Text section ▸
"""

Solved

understanding single sweep multi join

Posted on 2009-05-07
17
797 Views
Last Modified: 2012-05-06
Hi

The MySQL manual says the following about the singl sweep multi join method.

"MySQL resolves all joins using a single-sweep multi-join method. This means that MySQL reads a row from the first table, and then finds a matching row in the second table, the third table, and so on. When all tables are processed, MySQL outputs the selected columns and backtracks through the table list until a table is found for which there are more matching rows. The next row is read from this table and the process continues with the next table."

I would like to check I am understanding this. Take 3 tables, Table A, B and C all of which have 2 columns ID and col1. Then take the following SQL statement

Select * from table A join tableB on tableA.col1 = TableB.Col1 join tableC on tableb.col1 = tableC.col1

The tables have this data

Table A               Table B                    Table C
id   col1               id     col1                 id     col1
1   10                 1     10                      1      10
2   10                 2     10                      2      10

Does the following happen

a)mysql finds row 1 in table a and joins it to row 1 in table b AND then joins to row 1 in column C. I will describe this row as A(1), B(1), C(1)
B) this row is output
c) mysql looks in table c for anything else that will join onto the already joined rows from table A and B
D) row 2 in table c will join
e) row is output. I will describe this row as A(1), B(1), C(2)
f) no more rows in table C will join so mysql backtracks to table b
g) row 2 in table b will join row 1 in table a
h) mysql moves to table c and joins row1 - A(1), B(2), C(1) and then row 2 - A(1), B(2), C(2)
i) no more rows in table B will join so mysql backtrack to table A and moves to row 2
j) the next rows output are A(2), B(1), C(1) - A(2), B(1), C(2) - A(2), B(2), C(1)  - A(2), B(2), C(2)

thanks in advance
andrea
0
Comment
Question by:andieje
  • 10
  • 7
17 Comments
 
LVL 20

Expert Comment

by:ChristoferDutz
Comment Utility
It seems that MySQL seems to evaluate from the outside in ... so the joins are done exaclty the other way around.

"""

Given exercise 1 ▸ In the join thread, what two columns do Table A, B and C each have?
Given exercise 2 ▸ Please set down the passage of the join thread starting at "a)mysql finds row" and ending at "A(2), B(2), C(2)".
Given exercise 3 ▸ Resume the join thread from its last sentence.
The lines that come next have no connection to the join thread.

Extracted entries ▸
"""

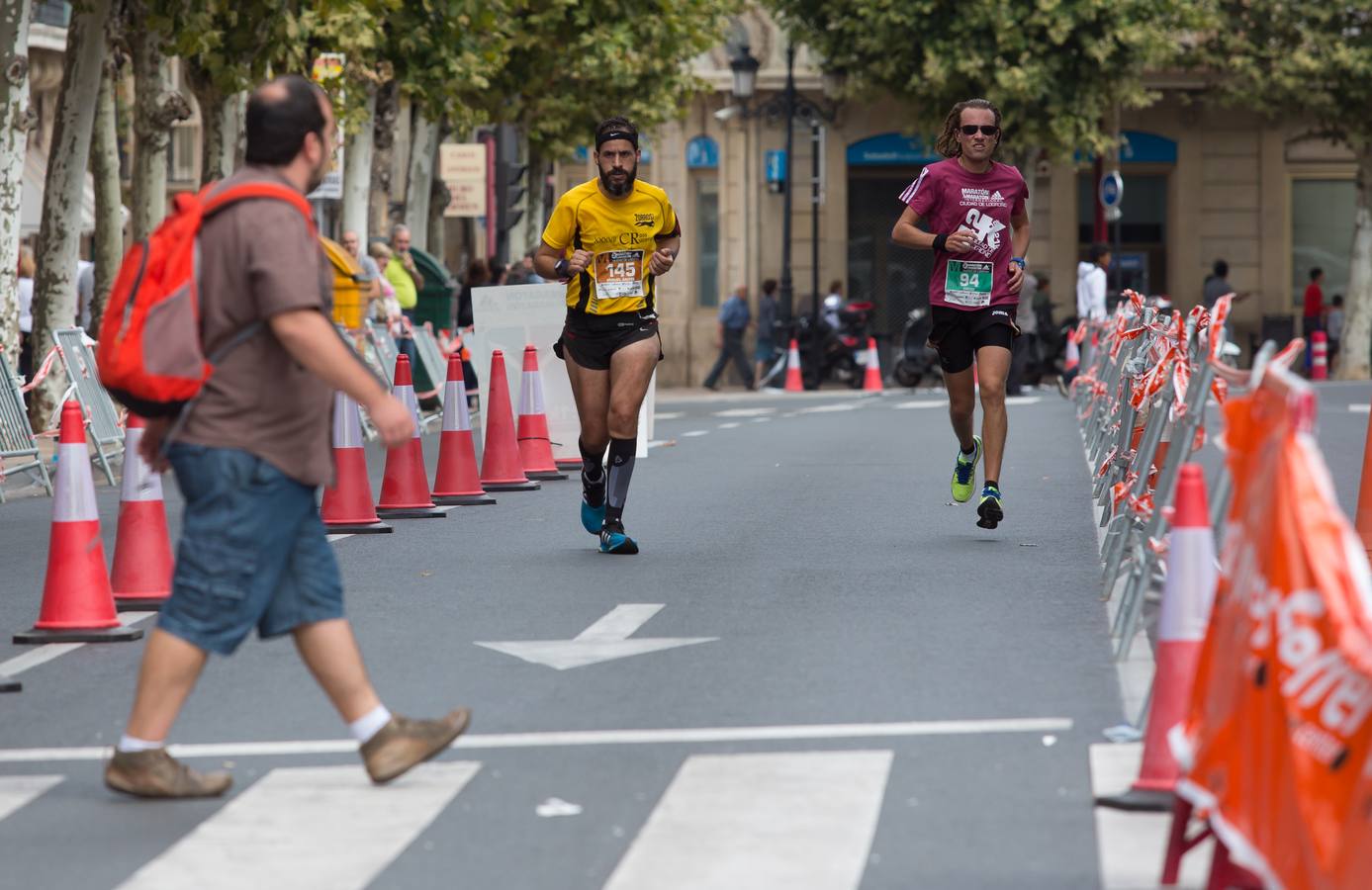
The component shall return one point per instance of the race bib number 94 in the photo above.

"""
"""

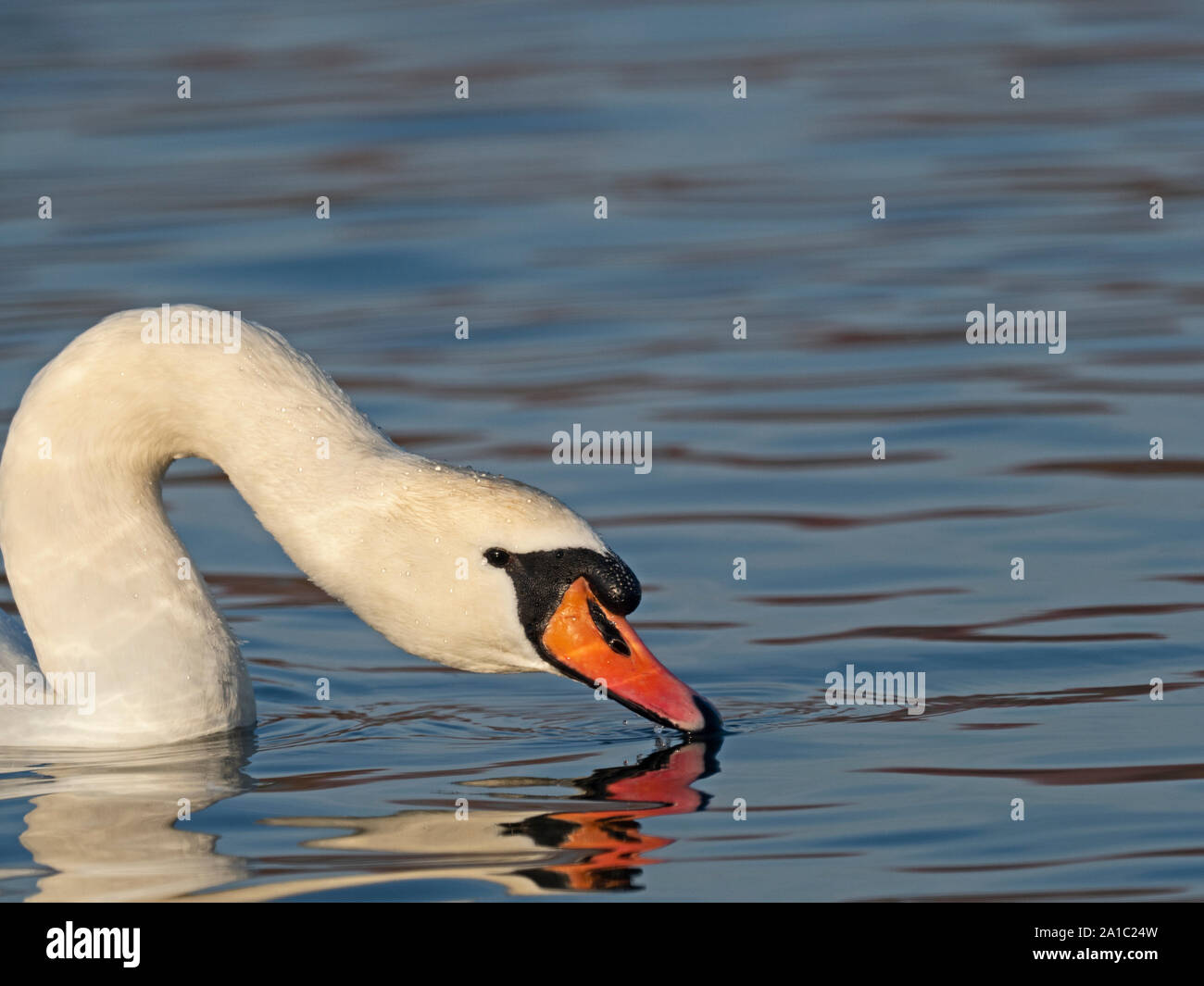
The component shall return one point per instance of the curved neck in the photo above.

"""

Written answer 1 ▸ ID and col1.

Written answer 2 ▸
a)mysql finds row 1 in table a and joins it to row 1 in table b AND then joins to row 1 in column C. I will describe this row as A(1), B(1), C(1)
B) this row is output
c) mysql looks in table c for anything else that will join onto the already joined rows from table A and B
D) row 2 in table c will join
e) row is output. I will describe this row as A(1), B(1), C(2)
f) no more rows in table C will join so mysql backtracks to table b
g) row 2 in table b will join row 1 in table a
h) mysql moves to table c and joins row1 - A(1), B(2), C(1) and then row 2 - A(1), B(2), C(2)
i) no more rows in table B will join so mysql backtrack to table A and moves to row 2
j) the next rows output are A(2), B(1), C(1) - A(2), B(1), C(2) - A(2), B(2), C(1)  - A(2), B(2), C(2)

Written answer 3 ▸
I used this query just out of interest:
Select A.id, B.id, C.id from A join B on A.col1 = B.col1 join C on B.col1 = C.col1

And the result was the following:
1, 1, 1
2, 1, 1
1, 2, 1
2, 2, 1
1, 1, 2
2, 1, 2
1, 2, 2
2, 2, 2

0
 

Author Comment

by:andieje
Comment Utility
I don't understand then. How does the result you obtained match with this statement

MySQL resolves all joins using a single-sweep multi-join method. This means that MySQL reads a row from the first table, and then finds a matching row in the second table, the third table, and so on. When all tables are processed, MySQL outputs the selected columns and backtracks through the table list until a table is found for which there are more matching rows. The next row is read from this table and the process continues with the next table."

I must be interpreting this statement incorrectly.
0
 

Author Comment

by:andieje
Comment Utility
I think I understand what is happening but to me that statement from the mysql manual doesnt describe what is happening intuitively.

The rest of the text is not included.